# PROBLEM STATEMENT:
Return each line of the data below verbatim; pictures are to be left out.
::::::::
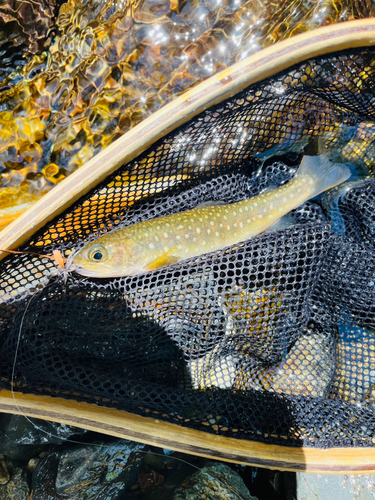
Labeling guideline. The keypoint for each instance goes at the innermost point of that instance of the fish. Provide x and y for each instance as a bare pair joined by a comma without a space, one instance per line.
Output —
152,244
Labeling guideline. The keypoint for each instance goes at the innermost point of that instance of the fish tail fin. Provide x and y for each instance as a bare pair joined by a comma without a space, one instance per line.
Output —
324,173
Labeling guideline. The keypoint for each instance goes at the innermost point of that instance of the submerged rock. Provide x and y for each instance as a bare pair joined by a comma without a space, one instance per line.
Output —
216,481
17,488
22,438
4,474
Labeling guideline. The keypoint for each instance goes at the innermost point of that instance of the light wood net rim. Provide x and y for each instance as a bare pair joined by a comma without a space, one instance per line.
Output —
156,432
267,62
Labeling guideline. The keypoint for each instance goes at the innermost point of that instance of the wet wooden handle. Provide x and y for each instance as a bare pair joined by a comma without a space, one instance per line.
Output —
150,430
174,437
219,87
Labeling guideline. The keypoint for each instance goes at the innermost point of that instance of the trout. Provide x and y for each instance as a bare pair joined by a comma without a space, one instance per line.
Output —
152,244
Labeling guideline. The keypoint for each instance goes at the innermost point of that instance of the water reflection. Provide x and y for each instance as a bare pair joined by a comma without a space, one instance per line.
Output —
109,64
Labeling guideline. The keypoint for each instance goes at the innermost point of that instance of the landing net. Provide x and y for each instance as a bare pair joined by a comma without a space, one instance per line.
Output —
271,340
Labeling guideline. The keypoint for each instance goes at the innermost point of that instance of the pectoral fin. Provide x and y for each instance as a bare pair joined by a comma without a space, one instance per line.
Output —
164,260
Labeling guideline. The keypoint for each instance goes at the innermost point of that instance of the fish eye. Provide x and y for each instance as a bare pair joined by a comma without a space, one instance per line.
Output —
97,253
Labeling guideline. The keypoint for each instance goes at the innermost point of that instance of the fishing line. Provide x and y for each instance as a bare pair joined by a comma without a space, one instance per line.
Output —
99,446
65,270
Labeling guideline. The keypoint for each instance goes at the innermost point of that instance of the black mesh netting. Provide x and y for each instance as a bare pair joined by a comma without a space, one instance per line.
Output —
271,339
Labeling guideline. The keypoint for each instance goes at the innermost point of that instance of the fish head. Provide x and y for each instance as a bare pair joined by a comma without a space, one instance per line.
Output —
110,257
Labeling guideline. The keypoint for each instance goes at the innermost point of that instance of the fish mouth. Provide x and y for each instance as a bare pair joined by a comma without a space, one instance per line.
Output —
91,274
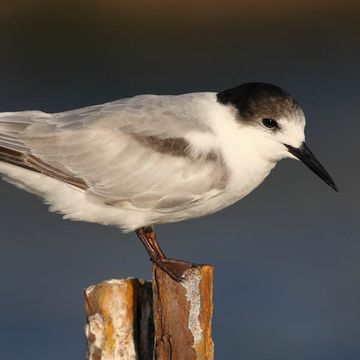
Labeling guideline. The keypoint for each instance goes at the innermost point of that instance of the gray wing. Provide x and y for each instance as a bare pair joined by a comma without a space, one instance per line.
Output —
130,153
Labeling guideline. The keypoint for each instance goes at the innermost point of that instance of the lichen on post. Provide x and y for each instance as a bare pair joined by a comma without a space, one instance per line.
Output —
120,324
182,314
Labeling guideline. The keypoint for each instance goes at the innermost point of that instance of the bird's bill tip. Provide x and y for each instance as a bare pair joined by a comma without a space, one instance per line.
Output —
304,154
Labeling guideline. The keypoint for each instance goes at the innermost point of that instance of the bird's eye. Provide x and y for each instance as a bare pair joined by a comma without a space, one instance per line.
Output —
270,123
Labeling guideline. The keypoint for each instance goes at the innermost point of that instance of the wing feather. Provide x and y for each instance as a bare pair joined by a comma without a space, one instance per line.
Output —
130,152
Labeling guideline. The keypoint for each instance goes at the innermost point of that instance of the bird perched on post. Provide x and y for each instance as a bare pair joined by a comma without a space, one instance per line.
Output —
154,159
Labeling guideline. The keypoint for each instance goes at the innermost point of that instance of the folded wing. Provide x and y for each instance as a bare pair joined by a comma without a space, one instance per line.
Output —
129,153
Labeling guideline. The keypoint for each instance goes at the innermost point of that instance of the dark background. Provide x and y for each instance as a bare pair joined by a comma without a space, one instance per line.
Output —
286,256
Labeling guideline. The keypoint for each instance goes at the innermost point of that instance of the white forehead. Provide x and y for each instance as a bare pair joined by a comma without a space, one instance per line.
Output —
292,128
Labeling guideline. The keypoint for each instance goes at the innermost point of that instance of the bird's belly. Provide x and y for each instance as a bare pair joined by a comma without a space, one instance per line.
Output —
238,187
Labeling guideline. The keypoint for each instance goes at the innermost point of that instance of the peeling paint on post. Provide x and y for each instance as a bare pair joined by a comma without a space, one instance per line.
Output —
120,324
182,314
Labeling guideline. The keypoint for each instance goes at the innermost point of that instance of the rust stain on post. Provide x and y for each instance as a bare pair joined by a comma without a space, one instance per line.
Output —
120,324
182,314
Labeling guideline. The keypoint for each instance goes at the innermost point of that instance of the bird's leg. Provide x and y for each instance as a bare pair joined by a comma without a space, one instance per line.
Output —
174,268
151,235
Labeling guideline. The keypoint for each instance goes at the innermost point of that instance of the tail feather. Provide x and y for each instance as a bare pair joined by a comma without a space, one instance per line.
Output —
31,162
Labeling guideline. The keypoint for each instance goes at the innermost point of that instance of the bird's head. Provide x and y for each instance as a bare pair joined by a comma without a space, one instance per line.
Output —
278,121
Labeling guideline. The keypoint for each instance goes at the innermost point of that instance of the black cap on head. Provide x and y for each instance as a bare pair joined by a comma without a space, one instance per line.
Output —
259,99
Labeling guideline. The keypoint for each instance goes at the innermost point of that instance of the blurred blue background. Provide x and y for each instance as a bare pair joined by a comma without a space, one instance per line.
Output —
286,257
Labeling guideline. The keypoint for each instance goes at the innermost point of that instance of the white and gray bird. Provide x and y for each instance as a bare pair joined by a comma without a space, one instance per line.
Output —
154,159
::::::::
# COMPLETE ANSWER:
Labeling guideline. The keypoint for each instance goes at the innermost point of that instance of the fish. Provide x and y for each instance as a bare pair joined by a comma without a space, one instance per line.
Output —
152,244
Labeling guideline. The keypoint for each instance goes at the innermost point of that instance of the fish tail fin. Provide x and y for each instance as a bare pair joined by a comma without a space, one instance per line.
Output —
324,173
Labeling guideline. The keypoint for each instance goes at the innermost point of that instance of the submerged rock. Provide x and y for each instance as a bare pair joined by a comma without a space, one instance per line.
Output —
216,481
17,488
22,438
4,474
Labeling guideline. The keypoint for each instance goes at the innermost point of that instance of the light wood net rim. Provide x and y for each instance as a bare pair joined by a comma without a space, one instance per line.
Output —
156,432
267,62
Labeling guideline. The keypoint for each instance goes at the innermost point of that instance of the wet wooden handle. Provide x and y for each instance as a bare pair joined by a comma without a space, one instance per line.
Output —
150,430
174,437
219,87
Labeling guideline. The keypoint for each instance goes at the innermost point of that instance of the trout. Provide x and y for each instance as a bare pair joined by a comma without a space, one instance per line.
Output —
152,244
Labeling guideline. The keypoint for each instance goes at the innermost point of that instance of the water reflection. Provide x and y for each instance as a bare pair joined by a comma without a space, one instance per line.
Output —
109,64
Labeling guideline. The keypoint for each instance goes at the innermost point of that instance of the landing net. Provide x and y for each instance as a bare pair joined by a comma without a space, one instance per line.
Output —
271,340
Labeling guideline. The keypoint for each instance goes at the innermost point of that instance of the pectoral fin. Provide x and y for each instance as a bare pair joined by a comma without a space, one instance per line.
Output —
164,260
Labeling guideline. The keypoint for each instance goes at the innermost point of that instance of the fish eye. Provide x and y for each instance as a bare pair joined by a comma without a space, one instance per line.
Output —
97,253
Labeling guideline. The keypoint for each instance goes at the innermost point of that instance of the fishing line. Provide x and y for each instance as a bare pair joined by a comma without a space, one instance per line.
Output —
99,446
65,270
Labeling guideline. The keypoint for each instance goes at the innermost point of that instance of the black mesh netting. Provide x and y for each instance as a bare pair joined by a comma without a space, one instance per line.
Output —
271,339
Labeling guideline. The keypoint for each instance goes at the innermost point of that instance of the fish head. Provide x and y for each instance as a bare pair joined by a comma without a space, one instance per line.
Output —
110,257
Labeling guideline. The keypoint for each instance goes at the innermost point of that instance of the fish mouth. Provide x and y for each instance as a bare pair joined by a comma without a space, one instance per line.
Output —
91,274
Labeling guideline. The keypoint for each instance goes at the innermost point of that instance of the gray wing. Provide x and y for each instance as a bare pair joined by a comma without a space, one instance per line.
Output —
130,153
Labeling guideline. The keypoint for each instance goes at the innermost point of that instance of the lichen on post. Provide x and y for each instance as a bare pair joined by a comma without a space, one instance per line.
Output —
120,324
182,314
Labeling guideline. The keypoint for each instance goes at the innermost point of that instance of the bird's bill tip. Provide x and y for each instance as a bare pair joined by a comma without a space, one instance per line.
Output —
304,154
Labeling guideline. The keypoint for each instance goes at the innermost point of that instance of the bird's eye. Provide x and y for each instance as a bare pair joined by a comma without a space, one instance per line.
Output —
270,123
Labeling guideline. The keypoint for each instance goes at the innermost point of that instance of the wing feather. Provide x and y for each instance as a bare pair joined by a comma without a space, one instance per line.
Output —
130,152
Labeling guideline. The keypoint for each instance goes at the innermost point of that instance of the bird perched on post. Provide x and y for each instance as a bare pair joined by a comma without a space, one instance per line.
Output —
154,159
Labeling guideline. The keypoint for each instance goes at the innermost point of that instance of the folded wing. Provide x and y for each instance as a bare pair joined by a comma without a space, one instance per line.
Output —
129,153
Labeling guideline. The keypoint for each instance goes at the innermost point of that instance of the dark background. Provide x and y for each instance as a bare pair joined by a comma without a space, one instance per line.
Output —
286,256
Labeling guideline. The keypoint for each instance goes at the innermost point of that instance of the white forehead. Provide x and y for each instance as a bare pair joined by a comma without a space, one instance per line.
Output —
292,128
Labeling guideline. The keypoint for each instance goes at the innermost point of that instance of the bird's belly. Provide x and y for each instance as a bare pair joined by a comma without a space, one instance per line.
Output —
238,187
Labeling guideline. The keypoint for each instance goes at the innermost point of that instance of the peeling paint on post. Provide x and y for each instance as a bare pair joined by a comma without a space, one instance per line.
Output —
120,324
182,314
Labeling guideline. The keypoint for each instance goes at the innermost point of that instance of the rust stain on post. Provide x and y for each instance as a bare pair joined by a comma without a space, one instance per line.
Output —
120,324
182,314
Labeling guideline. The keypoint for each instance goes at the innermost point of that instance of the bird's leg. Provide x and y for each instance as a bare pair joined by a comma without a space, one instance per line.
Output —
174,268
151,235
Labeling guideline. The keypoint for each instance goes at the innermost point of that instance of the tail feather. Provide x and y for each instance as a bare pair joined by a comma without a space, one instance per line.
Output —
31,162
Labeling guideline. The keypoint for each instance goes at the innermost point of that instance of the bird's head. Provide x and y for each instance as a bare pair joined by a comma without a space, one instance per line.
Output —
278,121
Labeling guideline. The keypoint for each instance goes at the innermost point of that instance of the black cap on head. Provide x and y for each instance as a bare pair joined by a comma without a space, one instance per line.
Output —
259,99
Labeling guideline. The keypoint for each instance goes at the innermost point of that instance of the blurred blue background. Provide x and y for each instance as a bare pair joined by a comma without a space, one instance per line.
Output —
286,257
Labeling guideline. The keypoint for each instance goes at the innermost point of that instance of the white and gray bird. Provide x and y for each instance as a bare pair joined by a comma without a space, one instance per line.
Output —
154,159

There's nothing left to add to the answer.